------ Given passage

Shape of the waveforms
Proponents of analog recordings argue that it is superior to digital for the reason that digital recordings are an approximation of a
waveform. That is, a
sampling rate and resolution must be taken into account. For example, in a
CD, digital sound is encoded as 44.1
kHz,
16 bit audio. This means that the original wave is sampled 44,100 times a second - and an average amplitude level is applied to each sample. The variety of different amplitude values available is dependent on the resolution. 16 bit means that a total of 65,536 different values can be assigned, or
quantized to each sample. Therefore, the higher the sample rate and resolution, the higher the quality of the audio, because a wave closer to that of the original audio can be stored. For comparison,
DAT can store audio at up to 48 kHz, whilst
DVD-Audio can be 96 or 192 kHz and up to 24 bits resolution. This affords a significant increase in
sound quality. The
Nyquist-Shannon sampling theorem showed that a sampled signal can be reproduced
exactly, as long as it is sampled at a frequency greater than twice the
bandwidth of the signal. Quantization, however, is not included in this theorem, and adds
quantization noise, decreasing in level as the bit resolution increases. Also, in some cheaper systems,
aliasing can become a problem, though this can be remedied by using steeper filters and
oversampling.

------------
------ Raw records

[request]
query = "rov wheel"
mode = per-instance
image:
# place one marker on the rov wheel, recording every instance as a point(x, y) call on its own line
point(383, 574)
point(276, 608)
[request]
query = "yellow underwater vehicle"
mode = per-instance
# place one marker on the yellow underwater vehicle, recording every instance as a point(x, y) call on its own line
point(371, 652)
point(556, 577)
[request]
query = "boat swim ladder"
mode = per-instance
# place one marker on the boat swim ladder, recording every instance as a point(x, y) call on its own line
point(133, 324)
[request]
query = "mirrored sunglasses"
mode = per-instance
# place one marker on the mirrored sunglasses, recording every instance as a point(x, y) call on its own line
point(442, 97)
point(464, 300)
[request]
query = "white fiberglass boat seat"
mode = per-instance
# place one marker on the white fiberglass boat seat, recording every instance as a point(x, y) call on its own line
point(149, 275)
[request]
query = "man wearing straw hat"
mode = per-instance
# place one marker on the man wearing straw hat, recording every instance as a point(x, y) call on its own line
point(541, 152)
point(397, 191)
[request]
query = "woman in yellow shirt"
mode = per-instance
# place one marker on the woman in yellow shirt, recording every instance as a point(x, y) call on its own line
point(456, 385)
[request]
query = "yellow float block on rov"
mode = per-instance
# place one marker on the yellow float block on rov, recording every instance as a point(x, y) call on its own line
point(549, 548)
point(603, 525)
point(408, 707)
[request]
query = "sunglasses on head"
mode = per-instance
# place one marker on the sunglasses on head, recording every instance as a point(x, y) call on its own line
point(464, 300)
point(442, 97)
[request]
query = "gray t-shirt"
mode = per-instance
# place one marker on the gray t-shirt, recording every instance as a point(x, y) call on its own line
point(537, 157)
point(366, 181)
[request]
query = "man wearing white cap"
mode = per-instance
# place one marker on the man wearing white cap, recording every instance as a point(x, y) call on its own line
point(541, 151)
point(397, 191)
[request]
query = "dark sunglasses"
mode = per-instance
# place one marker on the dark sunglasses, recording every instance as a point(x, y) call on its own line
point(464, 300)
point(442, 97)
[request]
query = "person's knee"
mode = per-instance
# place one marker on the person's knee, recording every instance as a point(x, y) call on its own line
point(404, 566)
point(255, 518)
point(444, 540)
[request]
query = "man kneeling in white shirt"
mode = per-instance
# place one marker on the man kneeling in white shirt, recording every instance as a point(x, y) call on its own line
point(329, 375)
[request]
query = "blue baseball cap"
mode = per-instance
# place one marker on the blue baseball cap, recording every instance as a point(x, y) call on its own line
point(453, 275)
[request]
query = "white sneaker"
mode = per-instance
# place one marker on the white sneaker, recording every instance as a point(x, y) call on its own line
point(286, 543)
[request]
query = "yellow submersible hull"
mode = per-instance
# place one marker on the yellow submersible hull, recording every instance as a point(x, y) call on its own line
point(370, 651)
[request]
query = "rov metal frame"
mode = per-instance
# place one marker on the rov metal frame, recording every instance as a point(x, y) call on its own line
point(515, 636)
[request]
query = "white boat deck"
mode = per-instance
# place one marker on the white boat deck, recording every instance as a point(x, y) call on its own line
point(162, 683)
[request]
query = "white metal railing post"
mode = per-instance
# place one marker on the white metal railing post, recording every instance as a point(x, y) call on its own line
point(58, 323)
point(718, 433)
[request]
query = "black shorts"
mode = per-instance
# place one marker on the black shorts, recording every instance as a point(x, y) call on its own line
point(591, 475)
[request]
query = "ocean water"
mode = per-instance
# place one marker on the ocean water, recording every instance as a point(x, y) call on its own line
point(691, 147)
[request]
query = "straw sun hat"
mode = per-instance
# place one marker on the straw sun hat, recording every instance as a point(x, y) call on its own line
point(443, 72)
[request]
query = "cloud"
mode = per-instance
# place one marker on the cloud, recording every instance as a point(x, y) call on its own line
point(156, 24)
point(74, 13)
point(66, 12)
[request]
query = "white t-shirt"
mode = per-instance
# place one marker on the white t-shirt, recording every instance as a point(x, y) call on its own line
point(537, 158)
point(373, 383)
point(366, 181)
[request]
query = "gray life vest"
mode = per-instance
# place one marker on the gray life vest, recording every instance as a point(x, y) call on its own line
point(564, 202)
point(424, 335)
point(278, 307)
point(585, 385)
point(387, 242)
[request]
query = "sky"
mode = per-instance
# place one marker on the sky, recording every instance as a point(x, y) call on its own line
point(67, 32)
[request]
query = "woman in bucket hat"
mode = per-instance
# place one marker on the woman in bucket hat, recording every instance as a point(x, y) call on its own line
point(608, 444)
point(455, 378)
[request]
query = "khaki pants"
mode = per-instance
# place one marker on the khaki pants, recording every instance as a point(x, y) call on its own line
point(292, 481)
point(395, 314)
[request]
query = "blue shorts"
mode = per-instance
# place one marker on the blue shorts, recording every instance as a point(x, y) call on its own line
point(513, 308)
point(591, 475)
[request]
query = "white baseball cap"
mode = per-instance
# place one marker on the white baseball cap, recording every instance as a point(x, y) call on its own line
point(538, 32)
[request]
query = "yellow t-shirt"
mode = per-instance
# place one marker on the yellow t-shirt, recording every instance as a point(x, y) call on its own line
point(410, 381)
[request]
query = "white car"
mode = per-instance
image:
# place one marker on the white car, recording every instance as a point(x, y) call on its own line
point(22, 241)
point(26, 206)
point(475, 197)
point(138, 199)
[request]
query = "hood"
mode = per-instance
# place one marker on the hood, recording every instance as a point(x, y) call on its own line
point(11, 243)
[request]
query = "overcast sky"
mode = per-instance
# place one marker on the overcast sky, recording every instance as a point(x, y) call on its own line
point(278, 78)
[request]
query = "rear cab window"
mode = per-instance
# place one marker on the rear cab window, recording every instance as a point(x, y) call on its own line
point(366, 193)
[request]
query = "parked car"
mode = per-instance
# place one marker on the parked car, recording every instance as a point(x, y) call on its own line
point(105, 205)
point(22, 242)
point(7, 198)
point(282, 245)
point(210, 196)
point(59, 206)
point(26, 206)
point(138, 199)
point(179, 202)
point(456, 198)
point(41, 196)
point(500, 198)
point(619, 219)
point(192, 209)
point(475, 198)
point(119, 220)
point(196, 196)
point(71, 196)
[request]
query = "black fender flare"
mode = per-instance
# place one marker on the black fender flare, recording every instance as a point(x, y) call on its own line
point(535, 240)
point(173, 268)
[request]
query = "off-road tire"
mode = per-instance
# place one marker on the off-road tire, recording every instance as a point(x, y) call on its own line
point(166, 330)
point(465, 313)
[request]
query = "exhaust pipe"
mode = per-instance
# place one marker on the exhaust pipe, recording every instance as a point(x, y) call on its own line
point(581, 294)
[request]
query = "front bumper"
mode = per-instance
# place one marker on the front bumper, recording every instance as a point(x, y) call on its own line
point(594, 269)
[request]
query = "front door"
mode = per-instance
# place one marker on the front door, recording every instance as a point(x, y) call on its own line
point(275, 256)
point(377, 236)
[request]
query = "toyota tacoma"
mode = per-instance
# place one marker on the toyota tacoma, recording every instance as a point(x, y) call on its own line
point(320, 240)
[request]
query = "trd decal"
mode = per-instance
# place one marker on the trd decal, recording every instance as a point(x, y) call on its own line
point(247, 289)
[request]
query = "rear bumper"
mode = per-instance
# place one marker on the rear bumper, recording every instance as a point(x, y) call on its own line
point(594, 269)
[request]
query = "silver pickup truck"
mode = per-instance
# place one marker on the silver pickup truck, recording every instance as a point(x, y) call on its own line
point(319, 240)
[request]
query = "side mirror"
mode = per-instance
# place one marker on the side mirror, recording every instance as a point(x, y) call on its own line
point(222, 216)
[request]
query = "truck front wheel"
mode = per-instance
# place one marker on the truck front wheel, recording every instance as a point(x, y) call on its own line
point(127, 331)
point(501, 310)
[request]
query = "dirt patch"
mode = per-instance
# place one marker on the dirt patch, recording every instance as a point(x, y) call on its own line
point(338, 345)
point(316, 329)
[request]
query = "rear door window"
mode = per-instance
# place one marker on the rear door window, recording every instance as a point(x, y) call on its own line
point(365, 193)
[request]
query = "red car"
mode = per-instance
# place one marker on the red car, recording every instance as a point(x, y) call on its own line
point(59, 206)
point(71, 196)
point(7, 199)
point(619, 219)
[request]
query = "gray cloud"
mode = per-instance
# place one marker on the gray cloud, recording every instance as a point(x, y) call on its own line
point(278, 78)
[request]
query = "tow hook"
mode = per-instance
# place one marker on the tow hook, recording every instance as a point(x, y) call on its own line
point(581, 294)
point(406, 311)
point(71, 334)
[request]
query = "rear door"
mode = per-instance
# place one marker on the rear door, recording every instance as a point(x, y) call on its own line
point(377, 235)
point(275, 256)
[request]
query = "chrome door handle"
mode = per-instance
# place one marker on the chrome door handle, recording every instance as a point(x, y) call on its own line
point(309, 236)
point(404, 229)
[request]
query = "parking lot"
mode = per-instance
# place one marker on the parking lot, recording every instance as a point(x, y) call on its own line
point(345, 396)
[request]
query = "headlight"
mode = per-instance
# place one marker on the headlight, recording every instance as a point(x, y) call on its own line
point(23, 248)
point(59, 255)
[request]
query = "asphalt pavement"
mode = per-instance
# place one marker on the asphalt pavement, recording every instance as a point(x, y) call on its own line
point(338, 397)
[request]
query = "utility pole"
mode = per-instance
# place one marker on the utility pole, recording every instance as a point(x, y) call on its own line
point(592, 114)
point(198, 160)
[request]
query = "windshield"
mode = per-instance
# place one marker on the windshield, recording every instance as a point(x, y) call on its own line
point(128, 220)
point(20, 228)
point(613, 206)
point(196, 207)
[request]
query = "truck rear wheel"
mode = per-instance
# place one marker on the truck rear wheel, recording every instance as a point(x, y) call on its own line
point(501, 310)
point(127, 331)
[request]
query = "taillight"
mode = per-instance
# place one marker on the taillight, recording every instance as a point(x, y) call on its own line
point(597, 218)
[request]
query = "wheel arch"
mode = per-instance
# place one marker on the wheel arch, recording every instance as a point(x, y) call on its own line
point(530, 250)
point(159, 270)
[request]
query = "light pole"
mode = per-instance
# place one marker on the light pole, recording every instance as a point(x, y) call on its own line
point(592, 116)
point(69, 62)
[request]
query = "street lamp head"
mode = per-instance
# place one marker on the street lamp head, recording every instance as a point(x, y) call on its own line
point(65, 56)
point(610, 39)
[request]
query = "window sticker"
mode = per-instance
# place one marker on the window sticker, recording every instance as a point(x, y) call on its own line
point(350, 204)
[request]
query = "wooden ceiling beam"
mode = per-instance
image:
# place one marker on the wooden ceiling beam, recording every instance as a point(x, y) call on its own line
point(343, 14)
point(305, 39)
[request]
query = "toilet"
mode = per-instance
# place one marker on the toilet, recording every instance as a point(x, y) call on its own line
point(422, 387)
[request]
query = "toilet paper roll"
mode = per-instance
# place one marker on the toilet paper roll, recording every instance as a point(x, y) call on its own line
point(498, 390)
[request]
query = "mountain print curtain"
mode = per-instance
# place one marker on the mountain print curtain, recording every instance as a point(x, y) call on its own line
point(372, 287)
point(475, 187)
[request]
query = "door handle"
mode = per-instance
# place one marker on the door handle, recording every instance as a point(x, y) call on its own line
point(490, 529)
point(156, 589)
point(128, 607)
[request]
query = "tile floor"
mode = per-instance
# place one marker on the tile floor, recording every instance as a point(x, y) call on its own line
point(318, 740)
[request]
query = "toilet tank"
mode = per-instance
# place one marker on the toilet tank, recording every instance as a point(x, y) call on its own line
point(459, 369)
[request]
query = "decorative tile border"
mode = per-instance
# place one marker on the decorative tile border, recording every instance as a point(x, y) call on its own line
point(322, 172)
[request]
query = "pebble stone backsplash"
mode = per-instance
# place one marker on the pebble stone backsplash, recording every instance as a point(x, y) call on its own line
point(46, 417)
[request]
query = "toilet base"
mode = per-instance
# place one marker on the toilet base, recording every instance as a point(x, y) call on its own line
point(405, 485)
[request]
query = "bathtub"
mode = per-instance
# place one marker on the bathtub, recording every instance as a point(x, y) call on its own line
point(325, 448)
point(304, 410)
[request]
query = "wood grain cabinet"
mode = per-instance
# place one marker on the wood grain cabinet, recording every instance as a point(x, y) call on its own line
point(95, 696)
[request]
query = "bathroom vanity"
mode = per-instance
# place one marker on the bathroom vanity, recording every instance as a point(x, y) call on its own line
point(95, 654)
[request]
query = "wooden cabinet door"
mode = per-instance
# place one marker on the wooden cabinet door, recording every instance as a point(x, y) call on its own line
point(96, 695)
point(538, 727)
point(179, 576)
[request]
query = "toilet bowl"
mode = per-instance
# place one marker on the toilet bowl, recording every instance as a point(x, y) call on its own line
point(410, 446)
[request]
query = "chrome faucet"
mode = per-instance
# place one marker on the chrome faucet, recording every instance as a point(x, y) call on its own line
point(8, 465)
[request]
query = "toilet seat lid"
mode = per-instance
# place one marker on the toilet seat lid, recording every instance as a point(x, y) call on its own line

------------

→ Instruction 1
List every sampling rate, in kHz, that the passage on the shape of waveforms mentions.
→ Instruction 2
Carry on the passage on the shape of waveforms, starting after its final sentence.

→ Exercise answer 1
44.1 kHz, 48 kHz, 96 kHz, 192 kHz

→ Exercise answer 2
Many people claim that the analog sound is "truer" because it is not reconstructed. They claim that digital sound simply does not sound as natural to them. Others claim that digital is more natural because it is not subject to the same imperfections and non-linear distortion as an analog medium. And some suggest that analog is technically of lower quality than digital but sounds
subjectively better. For the general listener, however, there appears at present to be no simple way of demonstrating or proving the difference in fidelity. Higher quality systems will probably sound better than cheap ones, regardless of type. One simple listening test is to play a vocal track; the 's' sounds will hiss on a CD player with a bad DAC and they will be barely audible on a record player with a bad pickup.
Similar claims have been made about the sound of
analog synthesizers compared with the sound of
digital synthesizers and about
analog video and
digital video.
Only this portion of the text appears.